> [TEXTE FOURNI]:
7La salle de la Hoya est un espace restreint, presque circulaire d’environ 30 mètres carrés, qui se trouve un peu en contrebas du reste de la cavité, à 150 mètres de l’entrée de la grotte. Cette salle recèle un ensemble homogène synchrone qui réunit 3 bouquetins, 1 cerf et 1 bison, tous peints en noir. Cette unité est exceptionnelle à Altamira où les mêmes panneaux associent en général des figurations, parfois superposées, de différents styles relevant de plusieurs techniques et attribuables à des phases chronologiques distinctes. L’ensemble de la Hoya peut être daté du Magdalénien ancien cantabrique grâce à des datations par 14C-AMS qui situent sa réalisation entre 15 050 ± 180 BP (GifA-96062) soit 18 287 ± 206 cal BP et 16 480 ± 210 BP (GifA-96061) soit 19 894 ± 261 cal BP. La première date a été obtenue sur la tête de la biche qui accompagne les bouquetins, tandis que la seconde correspond à des tracés noirs non figuratifs de la Galerie finale d’Altamira, mais que l’on connaît partout dans la grotte, y compris dans la Salle de la Hoya.
Les représentations de bouquetin
8Dans ce contexte de longue occupation artistique, les bouquetins n’ont jamais été un thème important dans le décor d’Altamira. De fait, on en décompte (au moins) seize dans toute la grotte, ce qui représente à peine 3,2 % des motifs identifiés (501 au total dont 231 figures animales et 270 signes). Avec la révision du registre pariétal actuellement en cours, il est possible que ce chiffre varie, éventuellement à la baisse. L’abbé H. Breuil (1935) ayant, en effet, attribué à cette espèce quelques représentations qui aujourd’hui nous semblent douteuses et que nous signalons dans l’inventaire comme étant potentiellement plus des figures de cervidé que de bouquetin.
9À Altamira, les bouquetins ont surtout été représentés au Magdalénien ancien cantabrique (soit gravés, soit peints en noir) ; ils l’ont moins été au Gravettien et aucun à l’heure actuelle n’a pu être attribué au Solutréen, en dépit du fait que c’est l’une des principales périodes d’occupation de la grotte. Quant aux attributions « aurignaciennes » de H. Breuil, rien ne vient les corroborer. Les travaux menés actuellement permettront, espérons-le, d’apporter plus de précisions sur la place des représentations de bouquetin dans le bestiaire paléolithique de la grotte d’Altamira.

> [ENTRÉES AFFICHÉES]:
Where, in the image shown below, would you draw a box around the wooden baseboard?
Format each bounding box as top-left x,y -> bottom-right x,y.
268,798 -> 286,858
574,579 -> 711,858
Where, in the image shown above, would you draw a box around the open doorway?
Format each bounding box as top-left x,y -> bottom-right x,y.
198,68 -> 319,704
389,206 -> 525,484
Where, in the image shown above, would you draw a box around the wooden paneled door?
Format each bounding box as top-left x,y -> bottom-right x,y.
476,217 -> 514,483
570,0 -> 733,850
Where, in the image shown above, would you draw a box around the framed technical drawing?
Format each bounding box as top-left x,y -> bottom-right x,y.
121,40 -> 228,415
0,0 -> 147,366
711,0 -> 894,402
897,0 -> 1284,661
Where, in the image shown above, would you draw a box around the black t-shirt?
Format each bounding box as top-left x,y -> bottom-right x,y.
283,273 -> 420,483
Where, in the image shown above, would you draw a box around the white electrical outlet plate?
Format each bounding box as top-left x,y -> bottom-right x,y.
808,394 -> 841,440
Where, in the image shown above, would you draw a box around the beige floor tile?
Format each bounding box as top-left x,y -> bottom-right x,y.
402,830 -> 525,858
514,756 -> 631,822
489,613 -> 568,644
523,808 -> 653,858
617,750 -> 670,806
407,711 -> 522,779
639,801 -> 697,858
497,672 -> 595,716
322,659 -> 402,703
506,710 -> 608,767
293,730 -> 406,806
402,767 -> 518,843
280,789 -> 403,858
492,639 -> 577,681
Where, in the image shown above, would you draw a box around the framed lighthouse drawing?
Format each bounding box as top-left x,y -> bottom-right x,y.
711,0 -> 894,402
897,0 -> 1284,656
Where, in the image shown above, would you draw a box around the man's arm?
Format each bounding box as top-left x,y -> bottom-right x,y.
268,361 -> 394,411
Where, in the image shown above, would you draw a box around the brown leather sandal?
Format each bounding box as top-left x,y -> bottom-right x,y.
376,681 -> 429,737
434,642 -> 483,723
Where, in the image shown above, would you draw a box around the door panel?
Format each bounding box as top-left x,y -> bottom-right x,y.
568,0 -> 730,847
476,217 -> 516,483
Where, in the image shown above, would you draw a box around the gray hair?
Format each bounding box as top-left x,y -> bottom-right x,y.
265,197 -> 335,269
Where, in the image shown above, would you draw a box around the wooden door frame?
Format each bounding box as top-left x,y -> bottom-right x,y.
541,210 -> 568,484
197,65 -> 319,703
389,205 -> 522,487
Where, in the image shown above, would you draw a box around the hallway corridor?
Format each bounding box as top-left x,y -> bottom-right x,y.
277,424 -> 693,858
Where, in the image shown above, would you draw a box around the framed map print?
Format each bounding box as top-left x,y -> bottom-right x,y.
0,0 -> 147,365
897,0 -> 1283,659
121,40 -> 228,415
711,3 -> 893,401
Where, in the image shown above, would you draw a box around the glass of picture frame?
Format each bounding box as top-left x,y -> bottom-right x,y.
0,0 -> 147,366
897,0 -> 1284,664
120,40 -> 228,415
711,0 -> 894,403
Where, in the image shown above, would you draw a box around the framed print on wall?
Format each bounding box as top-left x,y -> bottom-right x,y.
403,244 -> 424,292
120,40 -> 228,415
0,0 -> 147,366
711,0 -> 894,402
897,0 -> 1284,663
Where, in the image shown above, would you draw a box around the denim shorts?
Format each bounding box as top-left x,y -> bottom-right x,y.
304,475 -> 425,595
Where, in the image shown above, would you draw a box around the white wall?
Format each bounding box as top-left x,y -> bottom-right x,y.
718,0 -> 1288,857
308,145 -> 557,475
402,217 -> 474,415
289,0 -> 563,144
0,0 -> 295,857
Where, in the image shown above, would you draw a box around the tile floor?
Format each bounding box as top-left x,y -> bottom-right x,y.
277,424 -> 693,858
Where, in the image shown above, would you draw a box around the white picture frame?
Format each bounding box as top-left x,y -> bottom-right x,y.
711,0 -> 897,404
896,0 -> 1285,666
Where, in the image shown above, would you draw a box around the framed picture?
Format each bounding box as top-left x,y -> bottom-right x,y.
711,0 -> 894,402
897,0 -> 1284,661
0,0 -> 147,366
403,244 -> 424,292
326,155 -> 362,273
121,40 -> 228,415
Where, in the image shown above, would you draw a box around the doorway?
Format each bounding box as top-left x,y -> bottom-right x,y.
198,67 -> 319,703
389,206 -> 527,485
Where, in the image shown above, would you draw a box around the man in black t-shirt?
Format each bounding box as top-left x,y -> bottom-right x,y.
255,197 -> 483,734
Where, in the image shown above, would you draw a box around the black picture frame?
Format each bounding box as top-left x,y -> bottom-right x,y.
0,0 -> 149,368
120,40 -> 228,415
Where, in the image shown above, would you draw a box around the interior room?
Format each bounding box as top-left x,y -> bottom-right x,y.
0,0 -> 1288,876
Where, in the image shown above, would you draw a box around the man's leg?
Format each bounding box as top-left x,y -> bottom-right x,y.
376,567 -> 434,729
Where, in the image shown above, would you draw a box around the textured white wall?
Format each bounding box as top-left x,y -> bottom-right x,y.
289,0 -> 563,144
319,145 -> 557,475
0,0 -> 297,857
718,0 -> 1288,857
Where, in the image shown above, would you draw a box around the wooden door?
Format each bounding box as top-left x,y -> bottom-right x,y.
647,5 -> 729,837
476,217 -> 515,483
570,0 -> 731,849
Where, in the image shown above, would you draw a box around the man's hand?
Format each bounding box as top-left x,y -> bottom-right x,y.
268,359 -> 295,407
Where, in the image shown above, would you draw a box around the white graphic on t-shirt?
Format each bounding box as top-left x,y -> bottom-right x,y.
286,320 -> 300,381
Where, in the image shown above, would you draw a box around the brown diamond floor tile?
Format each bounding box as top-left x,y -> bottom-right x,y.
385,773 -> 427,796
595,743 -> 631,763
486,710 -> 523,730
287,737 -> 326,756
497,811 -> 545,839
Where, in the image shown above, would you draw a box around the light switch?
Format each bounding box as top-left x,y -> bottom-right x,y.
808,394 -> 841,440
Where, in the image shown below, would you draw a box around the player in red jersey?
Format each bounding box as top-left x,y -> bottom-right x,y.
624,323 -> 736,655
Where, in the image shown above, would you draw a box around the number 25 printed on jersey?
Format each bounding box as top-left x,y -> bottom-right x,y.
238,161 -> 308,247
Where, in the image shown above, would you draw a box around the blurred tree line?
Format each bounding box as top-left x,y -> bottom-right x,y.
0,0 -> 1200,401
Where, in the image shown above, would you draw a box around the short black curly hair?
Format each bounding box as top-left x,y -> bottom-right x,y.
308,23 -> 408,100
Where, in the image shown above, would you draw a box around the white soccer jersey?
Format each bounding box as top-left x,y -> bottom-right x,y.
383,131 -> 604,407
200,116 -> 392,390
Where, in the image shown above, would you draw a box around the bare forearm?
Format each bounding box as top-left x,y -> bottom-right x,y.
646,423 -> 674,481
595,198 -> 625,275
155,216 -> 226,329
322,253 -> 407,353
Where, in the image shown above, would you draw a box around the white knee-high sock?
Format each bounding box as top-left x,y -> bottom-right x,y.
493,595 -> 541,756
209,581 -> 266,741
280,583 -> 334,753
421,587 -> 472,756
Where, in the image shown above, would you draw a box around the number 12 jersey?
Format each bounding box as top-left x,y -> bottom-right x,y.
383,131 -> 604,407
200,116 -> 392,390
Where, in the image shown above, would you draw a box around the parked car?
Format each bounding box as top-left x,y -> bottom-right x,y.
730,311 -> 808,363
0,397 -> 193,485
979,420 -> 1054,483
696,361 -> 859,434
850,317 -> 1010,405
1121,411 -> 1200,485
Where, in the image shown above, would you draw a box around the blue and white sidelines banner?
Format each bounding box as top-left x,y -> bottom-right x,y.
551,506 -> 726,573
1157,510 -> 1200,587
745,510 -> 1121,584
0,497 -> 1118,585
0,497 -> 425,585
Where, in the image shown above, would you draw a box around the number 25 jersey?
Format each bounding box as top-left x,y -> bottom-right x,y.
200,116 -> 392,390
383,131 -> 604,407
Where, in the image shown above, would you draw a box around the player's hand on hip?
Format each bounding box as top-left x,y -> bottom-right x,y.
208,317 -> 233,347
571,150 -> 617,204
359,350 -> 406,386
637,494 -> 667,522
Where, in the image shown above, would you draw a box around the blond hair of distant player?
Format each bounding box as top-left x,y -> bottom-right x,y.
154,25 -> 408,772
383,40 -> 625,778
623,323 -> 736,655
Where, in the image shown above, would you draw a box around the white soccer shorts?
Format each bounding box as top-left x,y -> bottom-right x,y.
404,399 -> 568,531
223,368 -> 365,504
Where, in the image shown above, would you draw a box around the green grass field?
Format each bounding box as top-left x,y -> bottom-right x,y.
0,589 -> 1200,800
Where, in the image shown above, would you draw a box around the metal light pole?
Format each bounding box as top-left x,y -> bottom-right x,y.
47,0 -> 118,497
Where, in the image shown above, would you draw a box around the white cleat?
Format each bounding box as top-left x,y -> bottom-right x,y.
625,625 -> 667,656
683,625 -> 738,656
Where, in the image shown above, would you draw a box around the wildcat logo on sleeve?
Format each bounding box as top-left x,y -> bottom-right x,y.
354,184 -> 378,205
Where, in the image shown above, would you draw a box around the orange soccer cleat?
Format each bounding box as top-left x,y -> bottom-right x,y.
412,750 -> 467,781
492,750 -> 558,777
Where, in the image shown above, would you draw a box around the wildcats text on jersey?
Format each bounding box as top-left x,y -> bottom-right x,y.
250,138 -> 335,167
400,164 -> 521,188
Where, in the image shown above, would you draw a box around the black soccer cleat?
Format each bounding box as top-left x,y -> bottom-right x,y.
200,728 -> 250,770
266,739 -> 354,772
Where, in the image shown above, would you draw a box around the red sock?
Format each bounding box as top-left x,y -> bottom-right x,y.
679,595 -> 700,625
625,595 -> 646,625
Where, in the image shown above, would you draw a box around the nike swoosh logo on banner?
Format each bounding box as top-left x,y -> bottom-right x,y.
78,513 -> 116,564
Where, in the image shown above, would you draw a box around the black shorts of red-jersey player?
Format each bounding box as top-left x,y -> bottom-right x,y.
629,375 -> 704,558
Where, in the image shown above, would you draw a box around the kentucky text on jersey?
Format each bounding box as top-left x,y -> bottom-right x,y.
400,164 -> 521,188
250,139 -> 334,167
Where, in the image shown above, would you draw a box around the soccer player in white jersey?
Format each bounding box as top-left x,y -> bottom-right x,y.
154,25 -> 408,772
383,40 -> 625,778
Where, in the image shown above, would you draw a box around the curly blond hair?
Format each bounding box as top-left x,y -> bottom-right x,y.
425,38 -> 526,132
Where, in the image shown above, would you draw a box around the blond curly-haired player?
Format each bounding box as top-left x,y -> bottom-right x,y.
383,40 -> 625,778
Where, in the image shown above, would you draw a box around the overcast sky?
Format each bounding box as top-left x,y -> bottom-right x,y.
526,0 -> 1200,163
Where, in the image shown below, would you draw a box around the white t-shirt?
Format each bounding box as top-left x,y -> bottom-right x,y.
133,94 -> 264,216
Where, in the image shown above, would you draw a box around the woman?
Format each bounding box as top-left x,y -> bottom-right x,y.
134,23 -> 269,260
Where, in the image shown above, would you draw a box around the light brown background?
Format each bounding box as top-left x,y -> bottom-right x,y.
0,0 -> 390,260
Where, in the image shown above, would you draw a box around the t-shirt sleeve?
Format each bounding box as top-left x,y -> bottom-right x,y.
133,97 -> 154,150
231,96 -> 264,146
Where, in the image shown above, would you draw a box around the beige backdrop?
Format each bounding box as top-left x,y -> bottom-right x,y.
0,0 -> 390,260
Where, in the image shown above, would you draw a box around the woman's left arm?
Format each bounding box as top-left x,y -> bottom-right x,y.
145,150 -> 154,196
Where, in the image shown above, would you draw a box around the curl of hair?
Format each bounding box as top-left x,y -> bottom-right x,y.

> [LA CONSIGNE]: Pouvez-vous recopier fidèlement le passage du texte sur les bouquetins d'Altamira qui va de « Les représentations de » jusqu'à « que de bouquetin. » inclus ?

> [RÉPONSE RÉDIGÉE]:
Les représentations de bouquetin
8Dans ce contexte de longue occupation artistique, les bouquetins n’ont jamais été un thème important dans le décor d’Altamira. De fait, on en décompte (au moins) seize dans toute la grotte, ce qui représente à peine 3,2 % des motifs identifiés (501 au total dont 231 figures animales et 270 signes). Avec la révision du registre pariétal actuellement en cours, il est possible que ce chiffre varie, éventuellement à la baisse. L’abbé H. Breuil (1935) ayant, en effet, attribué à cette espèce quelques représentations qui aujourd’hui nous semblent douteuses et que nous signalons dans l’inventaire comme étant potentiellement plus des figures de cervidé que de bouquetin.